** begin **

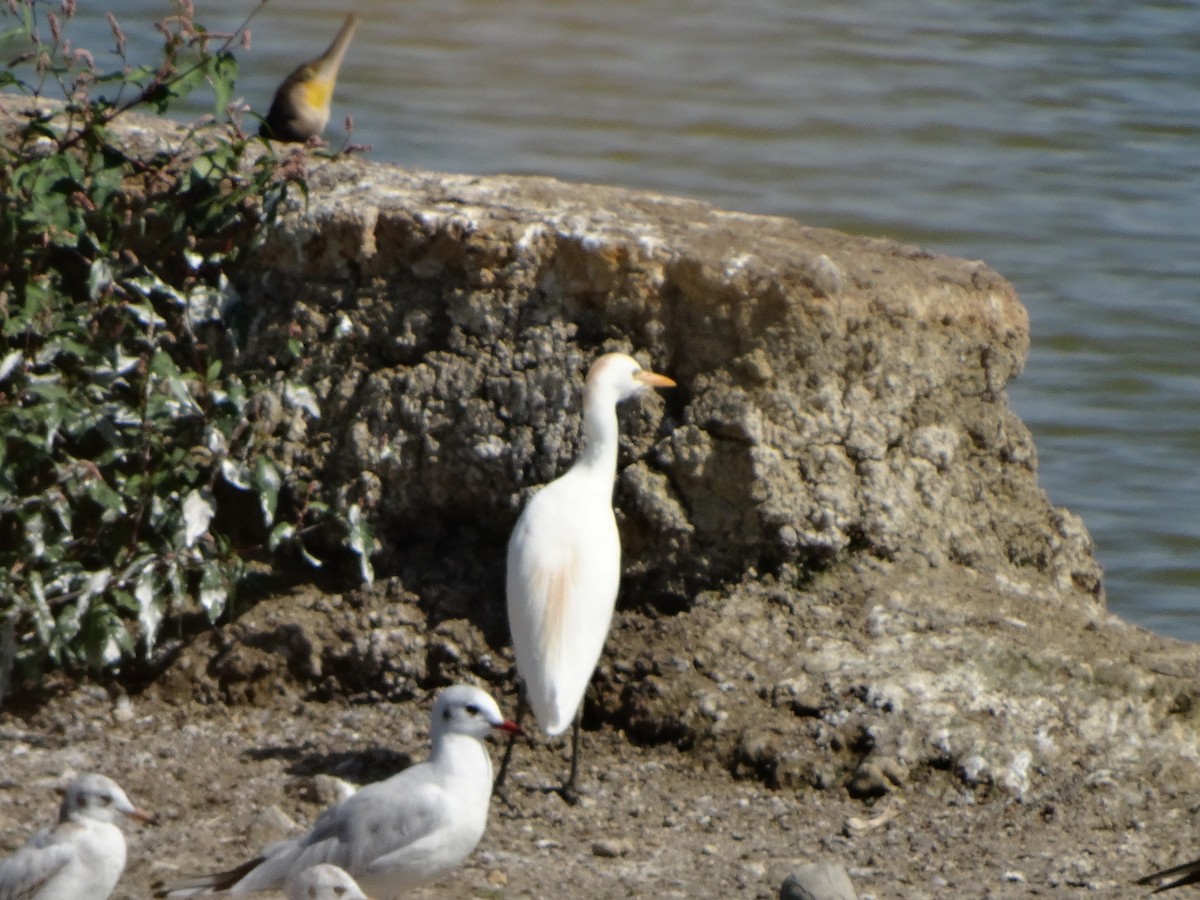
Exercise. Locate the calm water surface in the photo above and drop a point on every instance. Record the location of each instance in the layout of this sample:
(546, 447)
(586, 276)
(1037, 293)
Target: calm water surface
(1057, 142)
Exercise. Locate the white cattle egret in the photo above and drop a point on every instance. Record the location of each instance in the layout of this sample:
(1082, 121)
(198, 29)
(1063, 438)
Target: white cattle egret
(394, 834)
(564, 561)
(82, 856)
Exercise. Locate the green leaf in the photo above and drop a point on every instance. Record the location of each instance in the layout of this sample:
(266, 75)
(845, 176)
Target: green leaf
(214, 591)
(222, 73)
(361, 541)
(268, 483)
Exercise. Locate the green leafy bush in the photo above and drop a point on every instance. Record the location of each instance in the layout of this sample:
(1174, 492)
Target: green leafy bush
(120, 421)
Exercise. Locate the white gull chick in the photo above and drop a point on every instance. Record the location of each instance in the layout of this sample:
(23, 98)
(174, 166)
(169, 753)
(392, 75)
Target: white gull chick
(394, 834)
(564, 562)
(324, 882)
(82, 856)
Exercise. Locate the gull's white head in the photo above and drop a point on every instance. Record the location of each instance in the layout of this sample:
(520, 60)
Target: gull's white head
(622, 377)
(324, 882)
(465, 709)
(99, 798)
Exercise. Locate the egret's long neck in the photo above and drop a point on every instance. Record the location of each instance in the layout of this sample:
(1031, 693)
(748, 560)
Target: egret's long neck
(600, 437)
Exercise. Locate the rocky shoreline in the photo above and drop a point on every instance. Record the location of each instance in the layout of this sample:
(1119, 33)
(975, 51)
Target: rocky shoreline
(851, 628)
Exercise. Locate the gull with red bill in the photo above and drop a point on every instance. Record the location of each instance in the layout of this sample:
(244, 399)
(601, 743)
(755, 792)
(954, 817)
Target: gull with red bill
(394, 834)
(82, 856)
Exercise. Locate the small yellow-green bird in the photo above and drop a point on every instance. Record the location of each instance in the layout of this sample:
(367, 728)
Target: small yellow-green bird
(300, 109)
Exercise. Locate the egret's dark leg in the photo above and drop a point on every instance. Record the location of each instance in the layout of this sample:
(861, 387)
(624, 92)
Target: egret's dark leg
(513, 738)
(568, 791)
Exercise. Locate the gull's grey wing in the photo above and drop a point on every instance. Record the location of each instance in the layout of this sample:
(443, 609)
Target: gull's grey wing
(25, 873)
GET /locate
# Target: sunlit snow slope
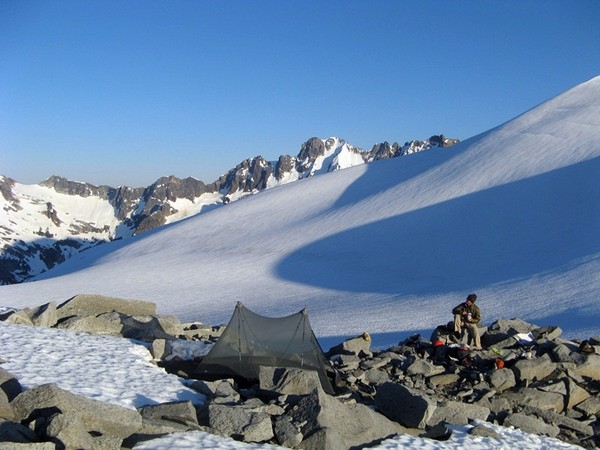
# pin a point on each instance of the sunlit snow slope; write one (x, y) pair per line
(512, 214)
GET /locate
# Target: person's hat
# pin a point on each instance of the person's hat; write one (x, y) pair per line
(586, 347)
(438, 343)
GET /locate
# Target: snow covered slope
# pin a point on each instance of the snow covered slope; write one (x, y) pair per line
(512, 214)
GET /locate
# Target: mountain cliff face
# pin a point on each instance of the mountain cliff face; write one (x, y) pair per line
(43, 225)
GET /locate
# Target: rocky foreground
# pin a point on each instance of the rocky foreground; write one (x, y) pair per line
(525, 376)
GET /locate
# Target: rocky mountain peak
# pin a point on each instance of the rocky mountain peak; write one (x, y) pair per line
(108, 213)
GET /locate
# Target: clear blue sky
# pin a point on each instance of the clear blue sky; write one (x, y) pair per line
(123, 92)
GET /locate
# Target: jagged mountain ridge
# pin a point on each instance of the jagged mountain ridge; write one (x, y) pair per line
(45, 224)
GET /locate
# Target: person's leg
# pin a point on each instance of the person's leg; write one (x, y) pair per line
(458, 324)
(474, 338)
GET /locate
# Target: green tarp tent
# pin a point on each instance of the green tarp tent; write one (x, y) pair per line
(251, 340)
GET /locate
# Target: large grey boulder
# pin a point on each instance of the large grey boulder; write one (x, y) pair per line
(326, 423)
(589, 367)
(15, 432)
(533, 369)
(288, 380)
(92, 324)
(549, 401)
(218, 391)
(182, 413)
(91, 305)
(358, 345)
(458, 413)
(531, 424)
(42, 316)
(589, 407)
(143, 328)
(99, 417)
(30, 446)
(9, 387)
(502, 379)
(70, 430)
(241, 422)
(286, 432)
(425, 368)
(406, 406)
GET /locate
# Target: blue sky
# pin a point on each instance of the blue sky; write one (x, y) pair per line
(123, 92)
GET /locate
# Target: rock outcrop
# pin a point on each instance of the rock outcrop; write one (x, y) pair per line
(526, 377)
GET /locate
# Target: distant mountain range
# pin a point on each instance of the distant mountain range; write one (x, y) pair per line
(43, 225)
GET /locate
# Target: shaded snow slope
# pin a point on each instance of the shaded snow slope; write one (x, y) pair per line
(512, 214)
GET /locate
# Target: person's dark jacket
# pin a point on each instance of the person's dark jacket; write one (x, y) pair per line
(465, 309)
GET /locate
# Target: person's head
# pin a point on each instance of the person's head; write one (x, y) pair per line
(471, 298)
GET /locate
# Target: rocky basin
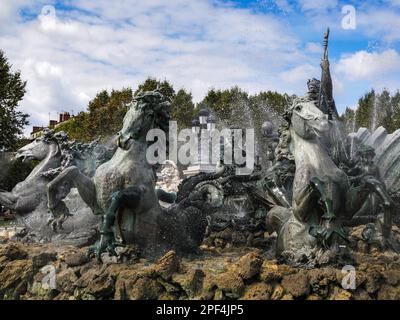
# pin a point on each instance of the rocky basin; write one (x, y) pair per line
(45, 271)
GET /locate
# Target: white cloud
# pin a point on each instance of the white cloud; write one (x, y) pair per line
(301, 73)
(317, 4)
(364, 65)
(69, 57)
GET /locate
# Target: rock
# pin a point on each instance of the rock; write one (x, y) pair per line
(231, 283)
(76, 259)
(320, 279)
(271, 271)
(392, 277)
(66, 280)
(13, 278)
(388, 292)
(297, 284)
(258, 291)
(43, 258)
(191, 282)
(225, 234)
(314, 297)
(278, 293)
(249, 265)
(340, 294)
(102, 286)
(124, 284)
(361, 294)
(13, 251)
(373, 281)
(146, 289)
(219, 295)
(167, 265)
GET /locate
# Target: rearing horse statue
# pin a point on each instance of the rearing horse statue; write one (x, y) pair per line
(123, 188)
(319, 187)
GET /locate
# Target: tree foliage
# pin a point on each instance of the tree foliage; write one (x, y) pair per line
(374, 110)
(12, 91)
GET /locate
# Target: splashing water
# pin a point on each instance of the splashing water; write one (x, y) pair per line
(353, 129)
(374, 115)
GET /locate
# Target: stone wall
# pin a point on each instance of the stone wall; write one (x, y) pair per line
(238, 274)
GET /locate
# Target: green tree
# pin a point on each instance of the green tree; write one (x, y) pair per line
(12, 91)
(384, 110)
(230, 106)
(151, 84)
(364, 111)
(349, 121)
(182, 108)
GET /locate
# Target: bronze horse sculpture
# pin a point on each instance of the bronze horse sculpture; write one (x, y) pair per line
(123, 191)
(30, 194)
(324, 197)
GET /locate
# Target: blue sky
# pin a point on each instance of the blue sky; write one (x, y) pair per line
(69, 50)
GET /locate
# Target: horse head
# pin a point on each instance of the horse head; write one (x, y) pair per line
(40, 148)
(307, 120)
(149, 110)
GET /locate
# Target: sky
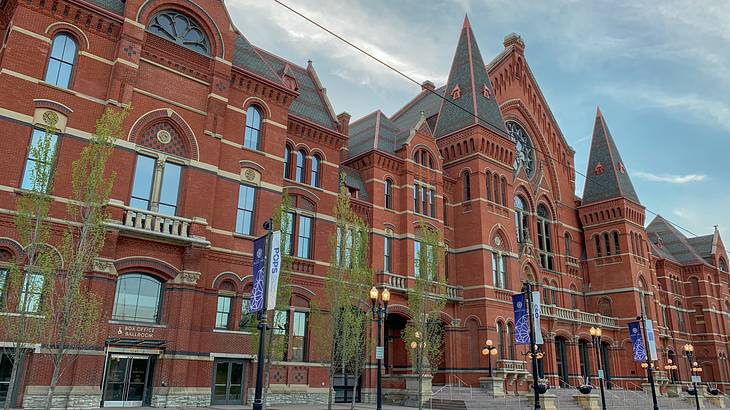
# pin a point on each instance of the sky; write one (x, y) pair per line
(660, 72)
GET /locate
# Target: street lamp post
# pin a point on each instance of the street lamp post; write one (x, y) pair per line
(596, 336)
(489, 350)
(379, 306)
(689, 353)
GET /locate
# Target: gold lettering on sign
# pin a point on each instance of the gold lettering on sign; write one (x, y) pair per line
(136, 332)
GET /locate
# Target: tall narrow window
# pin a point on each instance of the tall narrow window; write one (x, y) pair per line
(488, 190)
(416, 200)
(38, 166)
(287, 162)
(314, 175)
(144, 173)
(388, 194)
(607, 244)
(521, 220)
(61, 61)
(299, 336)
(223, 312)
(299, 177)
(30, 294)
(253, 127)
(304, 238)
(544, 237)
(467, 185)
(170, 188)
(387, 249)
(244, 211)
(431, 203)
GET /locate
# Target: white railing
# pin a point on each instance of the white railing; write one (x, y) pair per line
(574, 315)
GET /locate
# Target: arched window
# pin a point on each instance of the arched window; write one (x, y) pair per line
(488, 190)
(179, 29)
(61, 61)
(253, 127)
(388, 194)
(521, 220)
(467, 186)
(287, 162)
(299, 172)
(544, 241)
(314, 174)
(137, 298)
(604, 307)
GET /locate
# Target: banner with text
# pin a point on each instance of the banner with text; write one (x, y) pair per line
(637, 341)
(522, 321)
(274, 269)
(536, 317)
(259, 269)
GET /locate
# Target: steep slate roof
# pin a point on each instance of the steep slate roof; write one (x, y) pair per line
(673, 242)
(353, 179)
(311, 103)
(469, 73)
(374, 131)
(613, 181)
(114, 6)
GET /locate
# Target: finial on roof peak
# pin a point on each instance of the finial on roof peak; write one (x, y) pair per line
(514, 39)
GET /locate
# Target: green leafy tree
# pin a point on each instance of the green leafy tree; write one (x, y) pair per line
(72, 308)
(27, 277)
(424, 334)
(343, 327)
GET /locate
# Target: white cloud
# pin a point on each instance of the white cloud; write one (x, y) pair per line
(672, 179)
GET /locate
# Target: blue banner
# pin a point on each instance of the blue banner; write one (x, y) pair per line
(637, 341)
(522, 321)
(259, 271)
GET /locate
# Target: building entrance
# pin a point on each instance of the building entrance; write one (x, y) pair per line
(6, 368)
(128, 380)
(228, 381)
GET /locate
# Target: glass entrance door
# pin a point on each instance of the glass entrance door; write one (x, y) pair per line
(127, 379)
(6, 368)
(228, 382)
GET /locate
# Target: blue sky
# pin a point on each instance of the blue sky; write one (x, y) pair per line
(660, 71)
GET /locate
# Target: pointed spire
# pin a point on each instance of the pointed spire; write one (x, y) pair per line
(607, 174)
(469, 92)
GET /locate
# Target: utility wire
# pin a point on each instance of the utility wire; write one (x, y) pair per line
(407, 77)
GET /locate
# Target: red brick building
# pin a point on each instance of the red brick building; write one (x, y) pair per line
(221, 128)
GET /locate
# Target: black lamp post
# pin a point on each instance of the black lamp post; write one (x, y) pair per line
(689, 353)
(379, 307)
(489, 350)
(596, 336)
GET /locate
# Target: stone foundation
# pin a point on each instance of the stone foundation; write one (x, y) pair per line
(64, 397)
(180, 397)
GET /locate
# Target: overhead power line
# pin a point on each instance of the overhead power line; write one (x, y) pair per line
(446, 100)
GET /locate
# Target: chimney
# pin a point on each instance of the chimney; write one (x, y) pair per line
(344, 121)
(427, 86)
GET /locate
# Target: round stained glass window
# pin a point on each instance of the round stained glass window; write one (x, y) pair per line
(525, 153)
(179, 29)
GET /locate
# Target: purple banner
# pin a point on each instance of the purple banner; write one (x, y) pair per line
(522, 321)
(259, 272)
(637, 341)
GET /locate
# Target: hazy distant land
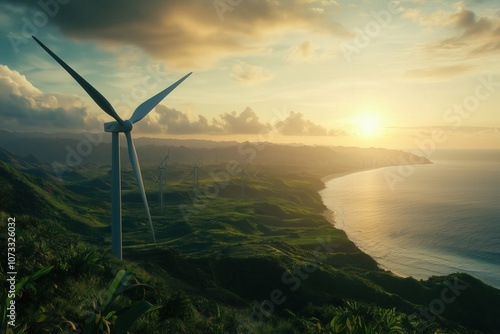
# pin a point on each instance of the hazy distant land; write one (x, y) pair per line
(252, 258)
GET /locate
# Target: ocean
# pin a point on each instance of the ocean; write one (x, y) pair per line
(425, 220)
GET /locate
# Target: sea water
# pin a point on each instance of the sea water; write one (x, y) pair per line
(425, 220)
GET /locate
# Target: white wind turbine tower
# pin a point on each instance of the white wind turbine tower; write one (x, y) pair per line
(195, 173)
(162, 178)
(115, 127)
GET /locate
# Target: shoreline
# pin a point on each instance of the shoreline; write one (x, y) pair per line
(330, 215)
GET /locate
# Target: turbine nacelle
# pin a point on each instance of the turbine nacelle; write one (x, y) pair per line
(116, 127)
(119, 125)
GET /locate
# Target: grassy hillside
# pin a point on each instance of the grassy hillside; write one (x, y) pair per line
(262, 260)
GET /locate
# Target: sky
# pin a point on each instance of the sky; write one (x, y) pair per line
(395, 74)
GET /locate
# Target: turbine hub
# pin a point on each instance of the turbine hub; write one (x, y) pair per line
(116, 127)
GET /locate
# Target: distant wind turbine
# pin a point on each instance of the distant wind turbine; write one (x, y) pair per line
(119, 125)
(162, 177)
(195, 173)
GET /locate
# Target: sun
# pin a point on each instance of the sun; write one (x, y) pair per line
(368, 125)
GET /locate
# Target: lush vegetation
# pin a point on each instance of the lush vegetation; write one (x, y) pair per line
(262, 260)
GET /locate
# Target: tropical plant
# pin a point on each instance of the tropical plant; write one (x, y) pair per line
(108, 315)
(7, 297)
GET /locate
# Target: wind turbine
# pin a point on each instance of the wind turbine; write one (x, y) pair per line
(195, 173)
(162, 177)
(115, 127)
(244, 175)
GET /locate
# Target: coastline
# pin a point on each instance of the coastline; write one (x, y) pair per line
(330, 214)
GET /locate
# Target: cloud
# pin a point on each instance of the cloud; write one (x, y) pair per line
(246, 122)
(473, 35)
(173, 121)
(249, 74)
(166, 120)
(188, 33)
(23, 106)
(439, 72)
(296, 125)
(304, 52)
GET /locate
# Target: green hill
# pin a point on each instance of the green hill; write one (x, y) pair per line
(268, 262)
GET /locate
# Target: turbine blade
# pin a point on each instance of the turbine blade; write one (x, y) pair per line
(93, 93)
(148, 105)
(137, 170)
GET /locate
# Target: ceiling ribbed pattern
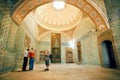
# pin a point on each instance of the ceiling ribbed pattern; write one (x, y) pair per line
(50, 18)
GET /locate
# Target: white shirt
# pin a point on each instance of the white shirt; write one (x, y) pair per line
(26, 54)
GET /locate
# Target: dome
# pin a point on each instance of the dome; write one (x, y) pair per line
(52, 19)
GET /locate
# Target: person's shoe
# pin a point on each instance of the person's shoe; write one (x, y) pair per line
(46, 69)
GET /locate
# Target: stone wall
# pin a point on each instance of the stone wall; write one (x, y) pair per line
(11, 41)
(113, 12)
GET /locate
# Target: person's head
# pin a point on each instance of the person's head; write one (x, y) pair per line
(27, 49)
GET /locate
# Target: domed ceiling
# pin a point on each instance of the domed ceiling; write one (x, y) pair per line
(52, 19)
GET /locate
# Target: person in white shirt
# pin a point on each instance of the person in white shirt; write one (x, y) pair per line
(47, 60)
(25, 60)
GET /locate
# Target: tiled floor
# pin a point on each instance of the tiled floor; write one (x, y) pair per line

** end **

▶ What the task requires
Gather every line of the data above that contains the string "entrance", matching case exactly.

▶ Solution for this task
# Target: building entrance
# pin a point on each instance of the building entrance; write one (x, y) pair per line
# Target: glass entrance door
# pin a point on each instance of the glass entrance door; write one (x, y) pair per line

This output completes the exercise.